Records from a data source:

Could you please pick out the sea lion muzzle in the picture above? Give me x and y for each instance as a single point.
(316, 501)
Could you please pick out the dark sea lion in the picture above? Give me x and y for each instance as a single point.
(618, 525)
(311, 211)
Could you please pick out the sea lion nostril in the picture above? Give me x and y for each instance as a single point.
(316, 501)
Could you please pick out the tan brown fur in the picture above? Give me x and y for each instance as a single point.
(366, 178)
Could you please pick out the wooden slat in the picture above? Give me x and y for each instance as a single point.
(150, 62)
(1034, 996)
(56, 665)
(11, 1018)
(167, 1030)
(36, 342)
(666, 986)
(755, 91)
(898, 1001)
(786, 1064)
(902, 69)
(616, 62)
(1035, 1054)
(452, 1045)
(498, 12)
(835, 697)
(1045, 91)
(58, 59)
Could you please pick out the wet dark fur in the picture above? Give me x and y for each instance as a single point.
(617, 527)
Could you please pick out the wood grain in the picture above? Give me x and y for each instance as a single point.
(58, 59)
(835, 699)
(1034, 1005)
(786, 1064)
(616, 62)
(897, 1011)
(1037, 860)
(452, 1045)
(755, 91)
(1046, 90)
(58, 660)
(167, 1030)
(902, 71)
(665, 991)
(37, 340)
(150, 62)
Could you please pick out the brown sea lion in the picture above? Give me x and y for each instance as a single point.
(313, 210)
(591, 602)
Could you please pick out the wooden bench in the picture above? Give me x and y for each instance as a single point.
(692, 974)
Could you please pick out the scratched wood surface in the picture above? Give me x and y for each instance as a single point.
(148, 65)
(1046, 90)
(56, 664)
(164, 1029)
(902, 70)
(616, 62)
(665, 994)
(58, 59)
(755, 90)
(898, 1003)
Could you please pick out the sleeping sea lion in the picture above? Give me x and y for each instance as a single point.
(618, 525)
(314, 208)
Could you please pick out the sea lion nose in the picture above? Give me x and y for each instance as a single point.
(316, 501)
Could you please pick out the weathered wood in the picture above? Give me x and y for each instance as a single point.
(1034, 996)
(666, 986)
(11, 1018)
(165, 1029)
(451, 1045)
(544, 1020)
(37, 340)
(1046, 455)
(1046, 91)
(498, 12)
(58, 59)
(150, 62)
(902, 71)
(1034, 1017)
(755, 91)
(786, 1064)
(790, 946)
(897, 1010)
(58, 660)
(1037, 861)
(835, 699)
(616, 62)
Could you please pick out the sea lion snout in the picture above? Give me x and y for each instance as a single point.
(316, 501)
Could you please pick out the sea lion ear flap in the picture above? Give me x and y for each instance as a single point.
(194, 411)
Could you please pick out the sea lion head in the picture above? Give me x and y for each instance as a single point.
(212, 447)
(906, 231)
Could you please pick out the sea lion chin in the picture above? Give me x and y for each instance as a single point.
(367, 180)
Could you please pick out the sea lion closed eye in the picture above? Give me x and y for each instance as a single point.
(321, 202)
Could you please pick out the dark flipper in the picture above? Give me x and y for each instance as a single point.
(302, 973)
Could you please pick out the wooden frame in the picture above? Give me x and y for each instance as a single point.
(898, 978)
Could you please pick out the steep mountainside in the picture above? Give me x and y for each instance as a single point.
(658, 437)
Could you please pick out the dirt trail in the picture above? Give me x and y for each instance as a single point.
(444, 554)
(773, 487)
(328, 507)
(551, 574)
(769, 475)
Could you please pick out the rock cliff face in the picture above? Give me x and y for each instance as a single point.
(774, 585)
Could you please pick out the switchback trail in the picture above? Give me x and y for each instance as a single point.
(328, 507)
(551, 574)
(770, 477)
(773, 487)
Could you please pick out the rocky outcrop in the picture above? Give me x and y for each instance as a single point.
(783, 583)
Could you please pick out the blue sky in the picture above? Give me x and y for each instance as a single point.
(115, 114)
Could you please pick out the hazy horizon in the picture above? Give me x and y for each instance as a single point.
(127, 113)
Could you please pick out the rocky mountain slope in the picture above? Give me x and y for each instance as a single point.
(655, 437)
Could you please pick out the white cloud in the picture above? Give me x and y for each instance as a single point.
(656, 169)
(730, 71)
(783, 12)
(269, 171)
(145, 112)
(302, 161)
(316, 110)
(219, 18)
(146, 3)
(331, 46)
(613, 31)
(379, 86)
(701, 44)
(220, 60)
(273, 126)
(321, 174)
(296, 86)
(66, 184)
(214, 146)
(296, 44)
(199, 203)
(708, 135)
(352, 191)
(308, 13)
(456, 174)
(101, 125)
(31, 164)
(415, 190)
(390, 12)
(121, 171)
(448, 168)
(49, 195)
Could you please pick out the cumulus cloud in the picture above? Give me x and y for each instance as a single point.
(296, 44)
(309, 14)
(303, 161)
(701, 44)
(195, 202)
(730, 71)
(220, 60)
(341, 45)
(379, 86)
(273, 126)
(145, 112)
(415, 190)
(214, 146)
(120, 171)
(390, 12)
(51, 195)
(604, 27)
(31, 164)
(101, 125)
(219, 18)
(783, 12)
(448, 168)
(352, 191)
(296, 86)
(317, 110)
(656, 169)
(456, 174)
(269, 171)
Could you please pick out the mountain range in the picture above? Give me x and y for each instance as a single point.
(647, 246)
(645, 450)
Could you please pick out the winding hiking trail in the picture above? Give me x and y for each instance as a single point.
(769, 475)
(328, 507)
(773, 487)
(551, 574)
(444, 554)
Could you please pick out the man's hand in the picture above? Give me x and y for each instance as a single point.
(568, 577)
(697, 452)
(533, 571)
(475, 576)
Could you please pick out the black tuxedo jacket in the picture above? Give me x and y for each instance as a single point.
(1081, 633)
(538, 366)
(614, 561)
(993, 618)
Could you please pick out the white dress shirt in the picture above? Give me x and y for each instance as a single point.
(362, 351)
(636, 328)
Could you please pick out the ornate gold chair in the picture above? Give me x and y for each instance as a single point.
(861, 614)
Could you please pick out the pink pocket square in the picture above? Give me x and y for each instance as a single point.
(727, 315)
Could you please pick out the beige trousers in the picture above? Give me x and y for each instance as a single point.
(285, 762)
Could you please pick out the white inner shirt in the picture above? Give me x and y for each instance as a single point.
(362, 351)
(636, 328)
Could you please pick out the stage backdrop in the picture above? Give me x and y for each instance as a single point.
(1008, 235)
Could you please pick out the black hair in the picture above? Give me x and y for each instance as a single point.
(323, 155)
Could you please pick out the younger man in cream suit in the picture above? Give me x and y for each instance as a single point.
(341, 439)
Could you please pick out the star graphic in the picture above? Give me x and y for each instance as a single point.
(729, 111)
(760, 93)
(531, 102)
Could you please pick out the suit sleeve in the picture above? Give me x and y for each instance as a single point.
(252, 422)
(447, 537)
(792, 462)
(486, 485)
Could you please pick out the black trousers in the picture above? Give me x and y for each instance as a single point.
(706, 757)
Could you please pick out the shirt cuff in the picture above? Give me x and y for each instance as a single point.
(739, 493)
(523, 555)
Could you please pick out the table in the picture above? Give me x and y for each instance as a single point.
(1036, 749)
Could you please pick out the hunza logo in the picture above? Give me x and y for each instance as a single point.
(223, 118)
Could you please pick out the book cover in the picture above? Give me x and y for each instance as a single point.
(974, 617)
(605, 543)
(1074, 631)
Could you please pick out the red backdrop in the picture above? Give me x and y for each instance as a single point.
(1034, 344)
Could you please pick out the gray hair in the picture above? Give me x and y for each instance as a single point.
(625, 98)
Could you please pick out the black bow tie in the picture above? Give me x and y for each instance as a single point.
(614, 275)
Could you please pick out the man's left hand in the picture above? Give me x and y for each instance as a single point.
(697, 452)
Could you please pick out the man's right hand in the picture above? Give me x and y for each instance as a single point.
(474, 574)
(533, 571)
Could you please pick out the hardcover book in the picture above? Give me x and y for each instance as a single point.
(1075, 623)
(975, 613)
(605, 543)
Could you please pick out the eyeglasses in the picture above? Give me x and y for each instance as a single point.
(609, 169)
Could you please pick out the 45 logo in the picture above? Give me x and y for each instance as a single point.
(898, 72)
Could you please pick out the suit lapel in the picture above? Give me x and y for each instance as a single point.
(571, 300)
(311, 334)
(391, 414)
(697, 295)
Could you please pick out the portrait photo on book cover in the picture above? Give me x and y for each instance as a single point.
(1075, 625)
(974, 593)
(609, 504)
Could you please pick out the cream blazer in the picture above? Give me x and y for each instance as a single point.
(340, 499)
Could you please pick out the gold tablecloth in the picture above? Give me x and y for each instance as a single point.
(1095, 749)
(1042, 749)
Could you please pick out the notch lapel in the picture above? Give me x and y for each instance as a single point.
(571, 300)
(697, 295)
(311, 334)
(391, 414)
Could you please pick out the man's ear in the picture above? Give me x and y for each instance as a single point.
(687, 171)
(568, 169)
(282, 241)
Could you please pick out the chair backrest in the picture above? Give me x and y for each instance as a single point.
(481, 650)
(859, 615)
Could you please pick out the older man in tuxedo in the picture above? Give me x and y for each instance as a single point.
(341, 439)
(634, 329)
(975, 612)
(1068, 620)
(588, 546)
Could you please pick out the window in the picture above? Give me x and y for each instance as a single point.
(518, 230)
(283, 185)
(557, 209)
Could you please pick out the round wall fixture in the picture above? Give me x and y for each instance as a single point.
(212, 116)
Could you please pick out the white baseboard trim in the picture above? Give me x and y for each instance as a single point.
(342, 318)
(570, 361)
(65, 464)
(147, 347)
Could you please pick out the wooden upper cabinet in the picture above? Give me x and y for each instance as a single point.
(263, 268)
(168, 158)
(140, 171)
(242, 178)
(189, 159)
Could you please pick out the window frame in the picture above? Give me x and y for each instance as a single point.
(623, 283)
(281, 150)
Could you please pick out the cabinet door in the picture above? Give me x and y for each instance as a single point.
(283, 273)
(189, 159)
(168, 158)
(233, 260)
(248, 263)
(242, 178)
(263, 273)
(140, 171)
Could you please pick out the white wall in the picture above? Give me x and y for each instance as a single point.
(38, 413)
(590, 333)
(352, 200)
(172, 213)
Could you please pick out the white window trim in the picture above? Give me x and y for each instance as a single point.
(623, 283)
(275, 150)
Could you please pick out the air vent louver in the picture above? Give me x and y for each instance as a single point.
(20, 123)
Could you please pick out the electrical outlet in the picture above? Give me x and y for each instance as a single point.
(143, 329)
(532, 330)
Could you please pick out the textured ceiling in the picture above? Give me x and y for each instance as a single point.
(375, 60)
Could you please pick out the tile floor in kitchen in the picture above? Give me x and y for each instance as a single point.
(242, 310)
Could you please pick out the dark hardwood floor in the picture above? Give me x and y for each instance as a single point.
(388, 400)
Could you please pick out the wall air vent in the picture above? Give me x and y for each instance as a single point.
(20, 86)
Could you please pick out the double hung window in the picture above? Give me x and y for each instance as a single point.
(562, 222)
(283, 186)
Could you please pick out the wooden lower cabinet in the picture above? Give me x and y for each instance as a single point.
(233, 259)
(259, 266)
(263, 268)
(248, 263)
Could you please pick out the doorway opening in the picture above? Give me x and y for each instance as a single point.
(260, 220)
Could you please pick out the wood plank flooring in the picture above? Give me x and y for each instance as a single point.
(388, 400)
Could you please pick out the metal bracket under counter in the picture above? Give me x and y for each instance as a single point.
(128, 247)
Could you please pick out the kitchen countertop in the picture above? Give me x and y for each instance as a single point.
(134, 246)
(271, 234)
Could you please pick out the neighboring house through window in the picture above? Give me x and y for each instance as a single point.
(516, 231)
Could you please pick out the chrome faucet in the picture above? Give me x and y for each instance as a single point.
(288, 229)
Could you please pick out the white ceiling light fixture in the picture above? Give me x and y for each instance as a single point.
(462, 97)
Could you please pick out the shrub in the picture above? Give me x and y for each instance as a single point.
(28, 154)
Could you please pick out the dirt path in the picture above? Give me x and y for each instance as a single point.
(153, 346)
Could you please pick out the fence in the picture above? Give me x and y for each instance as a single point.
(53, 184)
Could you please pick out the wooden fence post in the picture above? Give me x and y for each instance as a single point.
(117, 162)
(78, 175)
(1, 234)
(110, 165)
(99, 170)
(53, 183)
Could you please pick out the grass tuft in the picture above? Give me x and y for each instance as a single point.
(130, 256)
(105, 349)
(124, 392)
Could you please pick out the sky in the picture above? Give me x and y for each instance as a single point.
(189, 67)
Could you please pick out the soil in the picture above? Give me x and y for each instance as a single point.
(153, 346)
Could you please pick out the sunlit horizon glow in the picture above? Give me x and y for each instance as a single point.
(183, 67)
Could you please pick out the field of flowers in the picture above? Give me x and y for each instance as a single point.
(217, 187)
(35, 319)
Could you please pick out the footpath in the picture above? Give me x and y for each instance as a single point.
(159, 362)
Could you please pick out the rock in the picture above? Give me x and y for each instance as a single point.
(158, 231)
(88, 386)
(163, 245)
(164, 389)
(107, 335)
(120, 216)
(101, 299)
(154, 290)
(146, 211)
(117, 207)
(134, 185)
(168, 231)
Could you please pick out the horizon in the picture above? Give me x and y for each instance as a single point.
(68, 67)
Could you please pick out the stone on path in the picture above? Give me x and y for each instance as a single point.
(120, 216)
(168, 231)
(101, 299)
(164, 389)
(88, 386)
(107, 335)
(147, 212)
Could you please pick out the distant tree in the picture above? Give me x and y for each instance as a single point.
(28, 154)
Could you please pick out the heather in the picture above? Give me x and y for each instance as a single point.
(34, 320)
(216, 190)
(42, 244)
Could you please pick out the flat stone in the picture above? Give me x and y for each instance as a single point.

* Work to be completed *
Your output should be an exact copy of the lines from the one containing "Could you please pick out the heather" through the last line of the data above.

* Answer space *
Could you please pick out the heather in the picture above? Give me x and y for each instance as a single point.
(34, 320)
(216, 190)
(42, 244)
Could you please pick out the flat stone in the picture above? Give me x and y for each instance as a single point.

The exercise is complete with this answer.